-- start Working data --

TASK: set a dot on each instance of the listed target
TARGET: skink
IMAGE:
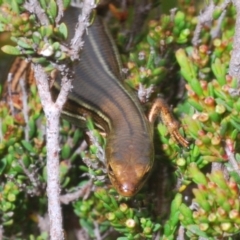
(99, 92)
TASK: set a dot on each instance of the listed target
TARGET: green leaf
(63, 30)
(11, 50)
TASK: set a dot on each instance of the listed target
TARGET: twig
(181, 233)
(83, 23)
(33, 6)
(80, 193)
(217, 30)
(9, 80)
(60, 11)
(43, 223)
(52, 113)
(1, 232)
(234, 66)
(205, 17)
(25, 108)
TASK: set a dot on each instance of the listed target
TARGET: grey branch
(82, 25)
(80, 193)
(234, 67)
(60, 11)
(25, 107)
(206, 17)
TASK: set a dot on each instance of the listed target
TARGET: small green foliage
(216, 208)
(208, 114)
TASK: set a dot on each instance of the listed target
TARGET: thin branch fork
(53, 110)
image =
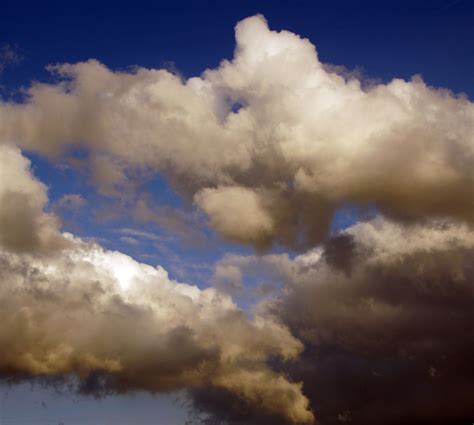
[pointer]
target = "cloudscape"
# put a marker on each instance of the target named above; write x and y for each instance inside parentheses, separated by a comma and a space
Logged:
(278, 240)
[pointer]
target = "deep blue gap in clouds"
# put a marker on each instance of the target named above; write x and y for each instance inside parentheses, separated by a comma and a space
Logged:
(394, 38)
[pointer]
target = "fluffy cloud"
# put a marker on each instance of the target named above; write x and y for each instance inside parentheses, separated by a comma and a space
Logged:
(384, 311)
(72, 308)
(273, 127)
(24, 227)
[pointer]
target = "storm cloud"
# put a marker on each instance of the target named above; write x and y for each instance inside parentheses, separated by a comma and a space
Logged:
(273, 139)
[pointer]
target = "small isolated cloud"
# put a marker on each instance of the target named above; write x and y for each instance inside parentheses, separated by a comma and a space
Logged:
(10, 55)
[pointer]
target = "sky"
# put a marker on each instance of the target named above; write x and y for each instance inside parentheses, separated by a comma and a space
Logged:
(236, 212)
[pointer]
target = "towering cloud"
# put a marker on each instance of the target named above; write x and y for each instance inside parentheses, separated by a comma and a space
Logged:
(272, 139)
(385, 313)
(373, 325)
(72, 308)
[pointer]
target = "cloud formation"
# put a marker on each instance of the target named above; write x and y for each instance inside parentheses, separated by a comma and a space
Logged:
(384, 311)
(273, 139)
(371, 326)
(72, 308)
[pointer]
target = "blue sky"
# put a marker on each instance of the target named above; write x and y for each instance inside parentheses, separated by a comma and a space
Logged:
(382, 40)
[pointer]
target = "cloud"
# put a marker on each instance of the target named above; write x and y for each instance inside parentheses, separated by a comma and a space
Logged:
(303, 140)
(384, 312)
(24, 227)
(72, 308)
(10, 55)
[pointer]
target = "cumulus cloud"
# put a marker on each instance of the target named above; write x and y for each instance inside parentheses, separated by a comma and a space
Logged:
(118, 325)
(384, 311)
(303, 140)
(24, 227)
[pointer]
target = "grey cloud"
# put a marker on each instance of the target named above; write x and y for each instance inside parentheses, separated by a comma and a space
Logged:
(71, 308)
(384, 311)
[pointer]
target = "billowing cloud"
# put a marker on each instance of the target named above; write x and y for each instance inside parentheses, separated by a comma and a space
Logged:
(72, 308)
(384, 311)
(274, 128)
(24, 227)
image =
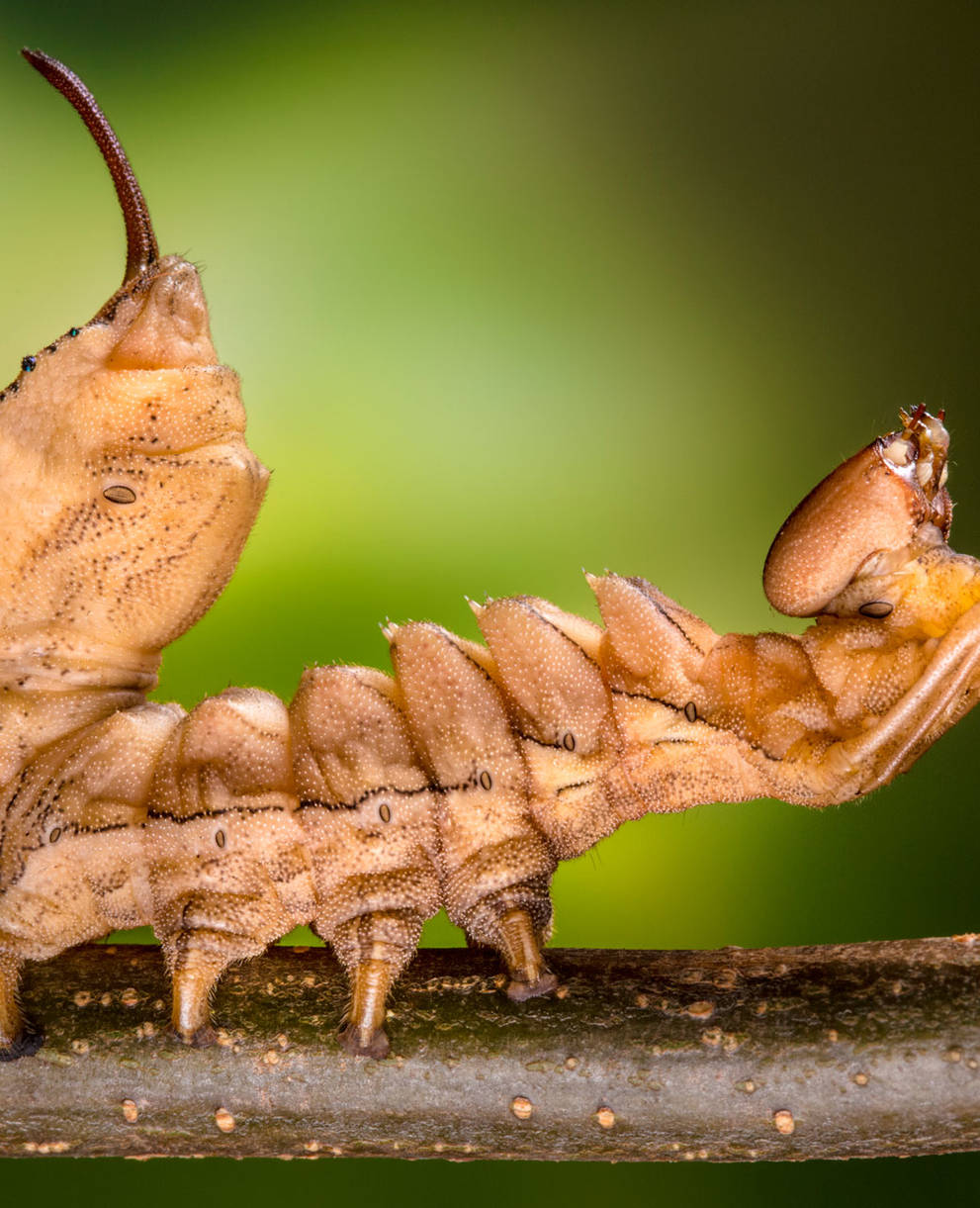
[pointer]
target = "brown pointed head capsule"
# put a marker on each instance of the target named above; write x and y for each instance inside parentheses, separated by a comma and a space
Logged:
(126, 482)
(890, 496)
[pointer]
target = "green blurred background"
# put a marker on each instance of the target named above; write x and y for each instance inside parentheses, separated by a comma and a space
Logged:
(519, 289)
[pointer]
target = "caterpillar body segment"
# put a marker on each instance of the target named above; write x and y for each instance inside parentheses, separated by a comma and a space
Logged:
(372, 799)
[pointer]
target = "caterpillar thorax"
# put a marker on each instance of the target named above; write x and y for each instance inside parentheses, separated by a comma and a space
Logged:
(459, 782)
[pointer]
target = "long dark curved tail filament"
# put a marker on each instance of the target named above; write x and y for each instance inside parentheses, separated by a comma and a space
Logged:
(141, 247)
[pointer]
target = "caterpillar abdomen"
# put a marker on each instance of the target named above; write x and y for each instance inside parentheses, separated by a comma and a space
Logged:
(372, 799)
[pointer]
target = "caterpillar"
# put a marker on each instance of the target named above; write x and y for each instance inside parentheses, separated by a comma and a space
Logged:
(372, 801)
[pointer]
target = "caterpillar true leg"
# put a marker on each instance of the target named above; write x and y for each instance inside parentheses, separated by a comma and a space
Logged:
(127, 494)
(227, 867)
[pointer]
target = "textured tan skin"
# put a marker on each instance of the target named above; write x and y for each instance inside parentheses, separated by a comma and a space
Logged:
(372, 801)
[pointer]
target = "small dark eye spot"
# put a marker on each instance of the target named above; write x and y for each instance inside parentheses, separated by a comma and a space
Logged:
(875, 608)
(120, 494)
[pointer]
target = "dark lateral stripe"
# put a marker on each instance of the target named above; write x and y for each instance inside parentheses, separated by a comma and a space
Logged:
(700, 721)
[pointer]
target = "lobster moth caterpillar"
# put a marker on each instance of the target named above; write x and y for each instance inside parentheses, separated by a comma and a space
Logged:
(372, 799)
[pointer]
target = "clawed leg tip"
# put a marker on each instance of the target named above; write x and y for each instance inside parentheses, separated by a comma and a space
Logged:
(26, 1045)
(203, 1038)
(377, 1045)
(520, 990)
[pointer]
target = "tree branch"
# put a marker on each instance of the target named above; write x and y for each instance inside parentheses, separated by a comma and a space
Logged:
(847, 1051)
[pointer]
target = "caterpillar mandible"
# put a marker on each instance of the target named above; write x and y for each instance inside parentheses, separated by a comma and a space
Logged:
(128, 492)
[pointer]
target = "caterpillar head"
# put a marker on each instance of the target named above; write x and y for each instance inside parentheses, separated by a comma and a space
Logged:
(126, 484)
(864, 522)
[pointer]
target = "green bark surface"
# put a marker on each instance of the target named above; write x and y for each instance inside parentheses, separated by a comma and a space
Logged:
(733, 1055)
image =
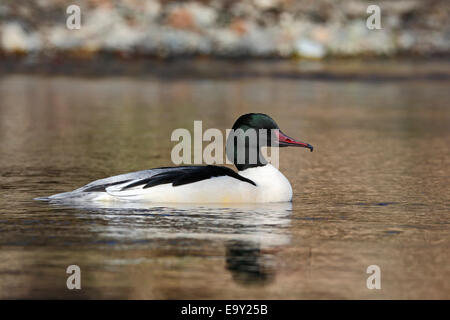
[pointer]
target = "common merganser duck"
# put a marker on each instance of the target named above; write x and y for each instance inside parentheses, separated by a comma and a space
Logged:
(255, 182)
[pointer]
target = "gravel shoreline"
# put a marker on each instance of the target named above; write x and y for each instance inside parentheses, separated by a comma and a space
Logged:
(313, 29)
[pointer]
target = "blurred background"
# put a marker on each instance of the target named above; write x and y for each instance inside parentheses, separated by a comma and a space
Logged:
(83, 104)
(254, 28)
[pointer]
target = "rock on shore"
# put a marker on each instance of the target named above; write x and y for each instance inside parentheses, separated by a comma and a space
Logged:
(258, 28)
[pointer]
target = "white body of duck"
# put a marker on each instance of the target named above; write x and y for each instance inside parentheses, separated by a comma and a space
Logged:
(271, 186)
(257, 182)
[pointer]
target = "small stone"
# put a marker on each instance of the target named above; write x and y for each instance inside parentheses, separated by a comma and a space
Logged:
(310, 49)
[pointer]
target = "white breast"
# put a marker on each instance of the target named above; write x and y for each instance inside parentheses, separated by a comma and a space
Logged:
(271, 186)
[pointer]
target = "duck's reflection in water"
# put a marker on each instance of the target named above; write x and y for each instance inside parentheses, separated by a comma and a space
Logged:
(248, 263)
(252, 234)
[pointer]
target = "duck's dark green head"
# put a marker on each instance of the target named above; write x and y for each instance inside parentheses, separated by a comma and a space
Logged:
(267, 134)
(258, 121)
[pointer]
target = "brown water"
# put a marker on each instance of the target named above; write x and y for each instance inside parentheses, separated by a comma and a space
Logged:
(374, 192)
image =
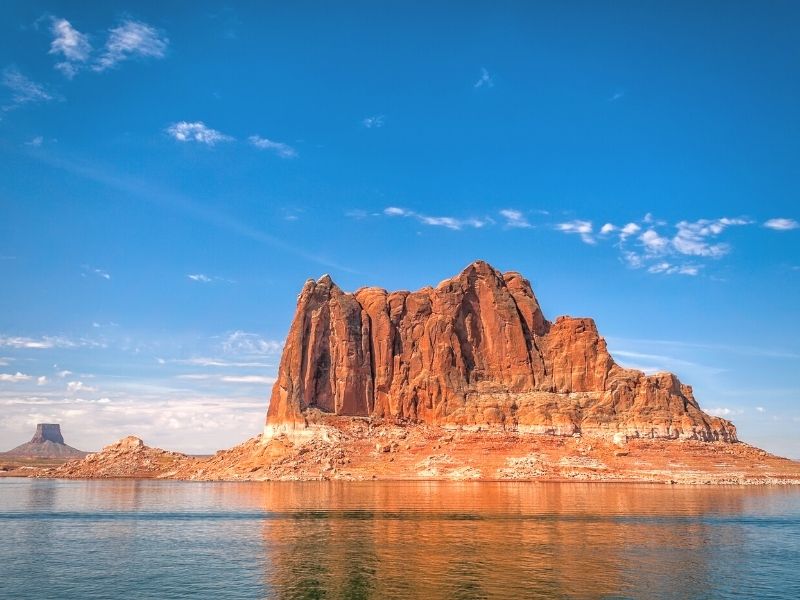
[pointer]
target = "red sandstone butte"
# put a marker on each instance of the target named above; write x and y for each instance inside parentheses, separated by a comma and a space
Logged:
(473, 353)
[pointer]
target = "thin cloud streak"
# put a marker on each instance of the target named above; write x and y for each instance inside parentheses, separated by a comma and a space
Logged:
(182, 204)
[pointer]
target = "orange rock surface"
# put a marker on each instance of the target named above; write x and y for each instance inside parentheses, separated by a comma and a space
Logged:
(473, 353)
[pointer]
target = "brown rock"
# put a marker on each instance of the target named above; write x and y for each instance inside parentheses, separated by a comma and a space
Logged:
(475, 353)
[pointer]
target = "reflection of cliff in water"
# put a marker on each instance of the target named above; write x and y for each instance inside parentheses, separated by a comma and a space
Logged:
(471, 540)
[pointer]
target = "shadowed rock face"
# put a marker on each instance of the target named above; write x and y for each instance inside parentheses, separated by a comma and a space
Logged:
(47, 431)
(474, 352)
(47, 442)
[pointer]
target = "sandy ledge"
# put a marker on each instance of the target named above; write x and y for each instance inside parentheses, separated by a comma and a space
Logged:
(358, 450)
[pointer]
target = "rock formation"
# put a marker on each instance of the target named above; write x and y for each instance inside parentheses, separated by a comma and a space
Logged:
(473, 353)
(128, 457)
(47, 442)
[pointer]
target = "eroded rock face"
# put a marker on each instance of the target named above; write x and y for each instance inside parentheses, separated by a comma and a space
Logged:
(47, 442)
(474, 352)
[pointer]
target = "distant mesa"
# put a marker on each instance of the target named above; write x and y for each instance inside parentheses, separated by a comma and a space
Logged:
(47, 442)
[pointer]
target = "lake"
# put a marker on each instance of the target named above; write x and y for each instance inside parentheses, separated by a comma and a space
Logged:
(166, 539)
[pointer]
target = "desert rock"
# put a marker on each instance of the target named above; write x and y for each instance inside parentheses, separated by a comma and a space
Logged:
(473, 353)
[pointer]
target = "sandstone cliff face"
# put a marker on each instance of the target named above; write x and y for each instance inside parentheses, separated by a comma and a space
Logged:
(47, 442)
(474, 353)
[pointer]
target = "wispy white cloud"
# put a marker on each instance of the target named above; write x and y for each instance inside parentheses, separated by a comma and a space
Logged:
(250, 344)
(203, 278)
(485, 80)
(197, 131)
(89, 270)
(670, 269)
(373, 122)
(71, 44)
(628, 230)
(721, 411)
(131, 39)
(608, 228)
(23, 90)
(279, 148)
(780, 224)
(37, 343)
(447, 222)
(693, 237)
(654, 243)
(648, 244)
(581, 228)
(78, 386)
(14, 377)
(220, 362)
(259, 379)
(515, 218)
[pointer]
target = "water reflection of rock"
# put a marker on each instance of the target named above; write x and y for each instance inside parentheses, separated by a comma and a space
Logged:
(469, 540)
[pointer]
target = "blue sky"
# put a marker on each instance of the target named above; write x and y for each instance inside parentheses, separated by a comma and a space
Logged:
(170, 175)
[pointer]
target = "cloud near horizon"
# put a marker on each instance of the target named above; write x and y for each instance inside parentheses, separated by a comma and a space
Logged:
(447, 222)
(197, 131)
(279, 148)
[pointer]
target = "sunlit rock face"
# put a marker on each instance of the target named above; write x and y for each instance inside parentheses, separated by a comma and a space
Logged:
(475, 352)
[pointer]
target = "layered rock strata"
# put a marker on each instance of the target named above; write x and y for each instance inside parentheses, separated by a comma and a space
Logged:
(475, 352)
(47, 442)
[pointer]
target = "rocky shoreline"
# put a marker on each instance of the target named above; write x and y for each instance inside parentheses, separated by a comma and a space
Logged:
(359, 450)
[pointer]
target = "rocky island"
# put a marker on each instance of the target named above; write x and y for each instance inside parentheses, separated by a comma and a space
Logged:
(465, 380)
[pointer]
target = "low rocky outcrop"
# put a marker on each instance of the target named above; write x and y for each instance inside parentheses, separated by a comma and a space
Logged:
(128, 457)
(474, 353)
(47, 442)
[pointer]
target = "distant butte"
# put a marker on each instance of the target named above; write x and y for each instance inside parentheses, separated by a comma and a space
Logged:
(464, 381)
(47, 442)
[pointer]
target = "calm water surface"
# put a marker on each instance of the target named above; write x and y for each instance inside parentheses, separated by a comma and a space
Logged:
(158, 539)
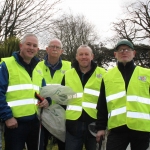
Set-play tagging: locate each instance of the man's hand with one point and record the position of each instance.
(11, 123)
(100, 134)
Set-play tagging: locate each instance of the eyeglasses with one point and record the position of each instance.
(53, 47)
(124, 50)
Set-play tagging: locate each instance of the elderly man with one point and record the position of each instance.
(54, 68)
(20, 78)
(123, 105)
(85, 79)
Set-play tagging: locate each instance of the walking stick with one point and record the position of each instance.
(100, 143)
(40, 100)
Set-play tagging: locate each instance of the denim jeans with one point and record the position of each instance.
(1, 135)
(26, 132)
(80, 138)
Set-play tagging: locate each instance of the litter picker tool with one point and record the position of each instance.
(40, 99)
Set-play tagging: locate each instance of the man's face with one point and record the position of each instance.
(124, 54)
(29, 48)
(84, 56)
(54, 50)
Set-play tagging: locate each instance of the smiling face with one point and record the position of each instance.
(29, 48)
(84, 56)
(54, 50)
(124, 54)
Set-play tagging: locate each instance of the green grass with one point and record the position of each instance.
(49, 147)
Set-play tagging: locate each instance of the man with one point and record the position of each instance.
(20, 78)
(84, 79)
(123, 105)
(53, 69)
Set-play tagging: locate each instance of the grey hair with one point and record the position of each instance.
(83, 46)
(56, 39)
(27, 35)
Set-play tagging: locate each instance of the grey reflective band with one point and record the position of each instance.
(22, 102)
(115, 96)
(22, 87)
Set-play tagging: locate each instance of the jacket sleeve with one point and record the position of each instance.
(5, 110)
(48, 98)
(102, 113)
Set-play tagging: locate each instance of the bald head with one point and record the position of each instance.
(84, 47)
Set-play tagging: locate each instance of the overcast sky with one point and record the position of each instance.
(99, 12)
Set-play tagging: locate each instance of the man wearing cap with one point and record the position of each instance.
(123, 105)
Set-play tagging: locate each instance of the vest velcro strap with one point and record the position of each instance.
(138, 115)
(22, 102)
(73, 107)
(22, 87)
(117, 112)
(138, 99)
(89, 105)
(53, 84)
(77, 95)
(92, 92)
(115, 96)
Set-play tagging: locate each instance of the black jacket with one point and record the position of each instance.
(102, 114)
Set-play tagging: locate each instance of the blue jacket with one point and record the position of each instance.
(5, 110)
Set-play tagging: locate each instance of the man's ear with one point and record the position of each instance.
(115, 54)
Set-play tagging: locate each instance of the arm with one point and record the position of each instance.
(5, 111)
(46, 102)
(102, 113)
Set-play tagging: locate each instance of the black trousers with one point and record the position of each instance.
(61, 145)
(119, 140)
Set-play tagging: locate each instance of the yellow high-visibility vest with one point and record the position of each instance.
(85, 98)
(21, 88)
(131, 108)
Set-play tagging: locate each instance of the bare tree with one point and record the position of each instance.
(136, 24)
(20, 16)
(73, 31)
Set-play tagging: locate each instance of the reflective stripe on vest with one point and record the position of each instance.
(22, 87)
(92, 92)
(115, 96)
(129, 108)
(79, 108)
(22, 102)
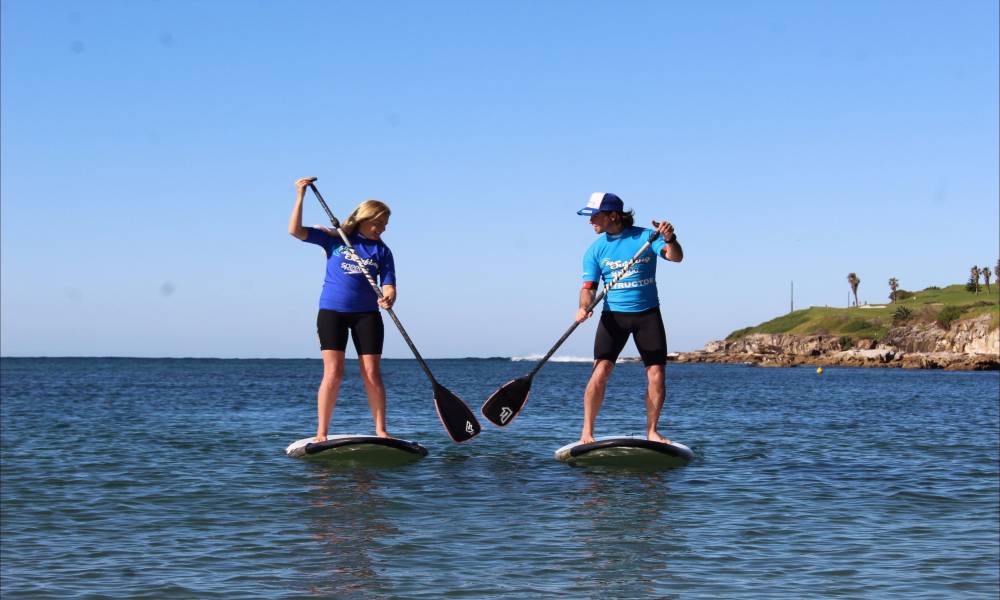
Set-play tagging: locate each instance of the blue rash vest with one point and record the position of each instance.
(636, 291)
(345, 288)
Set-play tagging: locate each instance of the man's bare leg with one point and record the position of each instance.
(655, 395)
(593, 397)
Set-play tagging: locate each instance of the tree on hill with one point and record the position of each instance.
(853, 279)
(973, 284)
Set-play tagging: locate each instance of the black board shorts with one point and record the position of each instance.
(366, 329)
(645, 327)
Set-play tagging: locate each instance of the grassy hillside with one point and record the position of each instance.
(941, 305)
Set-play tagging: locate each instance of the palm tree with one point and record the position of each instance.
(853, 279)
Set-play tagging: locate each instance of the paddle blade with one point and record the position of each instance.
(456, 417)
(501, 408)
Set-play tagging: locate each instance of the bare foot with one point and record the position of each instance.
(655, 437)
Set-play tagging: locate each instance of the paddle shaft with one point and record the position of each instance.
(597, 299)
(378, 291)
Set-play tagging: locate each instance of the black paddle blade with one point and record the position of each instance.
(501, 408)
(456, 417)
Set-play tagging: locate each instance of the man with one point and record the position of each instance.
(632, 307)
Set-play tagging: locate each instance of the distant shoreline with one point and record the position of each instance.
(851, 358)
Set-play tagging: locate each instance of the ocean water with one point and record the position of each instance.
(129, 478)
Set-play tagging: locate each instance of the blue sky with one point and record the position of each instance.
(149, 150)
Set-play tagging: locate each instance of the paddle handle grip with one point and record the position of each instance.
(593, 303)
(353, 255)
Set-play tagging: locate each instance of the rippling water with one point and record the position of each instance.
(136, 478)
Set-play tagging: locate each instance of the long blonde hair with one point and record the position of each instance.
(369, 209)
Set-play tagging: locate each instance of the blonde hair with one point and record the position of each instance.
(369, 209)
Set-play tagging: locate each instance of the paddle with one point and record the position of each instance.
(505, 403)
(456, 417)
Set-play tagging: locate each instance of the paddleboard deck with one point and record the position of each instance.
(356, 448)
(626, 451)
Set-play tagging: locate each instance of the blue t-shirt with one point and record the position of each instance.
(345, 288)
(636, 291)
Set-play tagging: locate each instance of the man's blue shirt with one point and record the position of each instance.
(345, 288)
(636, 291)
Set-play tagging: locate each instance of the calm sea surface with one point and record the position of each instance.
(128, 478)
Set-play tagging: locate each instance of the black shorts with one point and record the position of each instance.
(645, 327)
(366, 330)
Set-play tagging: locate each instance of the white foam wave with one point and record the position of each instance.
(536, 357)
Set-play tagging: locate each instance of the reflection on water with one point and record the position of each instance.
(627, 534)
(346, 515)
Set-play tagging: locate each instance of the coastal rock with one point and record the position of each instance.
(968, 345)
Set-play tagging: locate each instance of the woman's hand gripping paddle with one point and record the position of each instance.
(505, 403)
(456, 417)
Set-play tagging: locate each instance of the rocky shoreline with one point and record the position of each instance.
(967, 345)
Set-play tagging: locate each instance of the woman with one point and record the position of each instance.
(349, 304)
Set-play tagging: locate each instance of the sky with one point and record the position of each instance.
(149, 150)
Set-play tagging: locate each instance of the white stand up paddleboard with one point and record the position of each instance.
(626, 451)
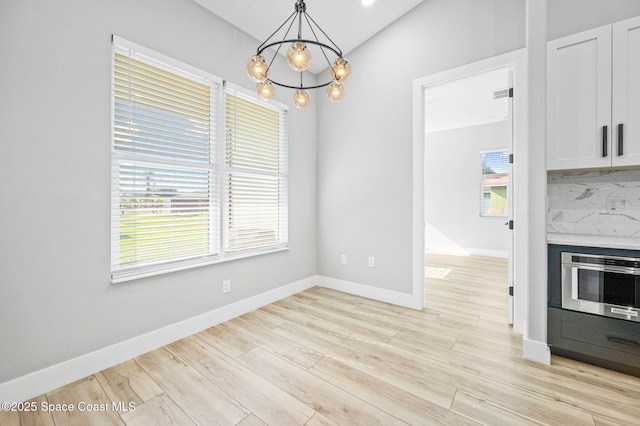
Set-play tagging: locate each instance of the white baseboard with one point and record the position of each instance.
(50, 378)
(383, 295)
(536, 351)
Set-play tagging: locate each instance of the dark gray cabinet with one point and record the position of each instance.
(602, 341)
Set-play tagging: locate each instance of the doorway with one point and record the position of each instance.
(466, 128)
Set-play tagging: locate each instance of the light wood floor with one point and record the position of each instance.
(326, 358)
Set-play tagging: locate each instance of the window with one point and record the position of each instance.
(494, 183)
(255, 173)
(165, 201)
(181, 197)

-- end Working data --

**Stated exercise:** Repeat the records starting at the line that contains "Set-play tagging: locate each instance of the light" and ending at the end of the records, swapping "window" for "glass door" and leaving everything else as it is.

**Written reply:**
Set-play tagging: locate each instance of the light wood floor with one point and record the position of each instance.
(326, 358)
Set-play tagging: locate each instance of the glass door with one point and record the position of each instance.
(494, 183)
(255, 173)
(165, 201)
(181, 197)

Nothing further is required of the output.